■ Input for this task
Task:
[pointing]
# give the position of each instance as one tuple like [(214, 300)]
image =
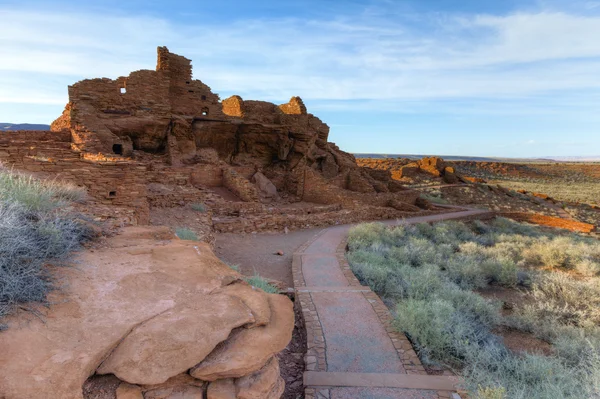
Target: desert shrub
[(260, 282), (199, 207), (186, 234), (233, 266), (35, 228), (430, 271)]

■ Work instructions
Please copy the records above word for word, keeping every line exactly as it stands, and leave the pictures out.

■ Correct output
Task:
[pointing]
# give the position of each instance as one tuple like [(214, 300)]
image =
Target: desert shrub
[(260, 282), (199, 207), (186, 234), (233, 266), (35, 228), (430, 271)]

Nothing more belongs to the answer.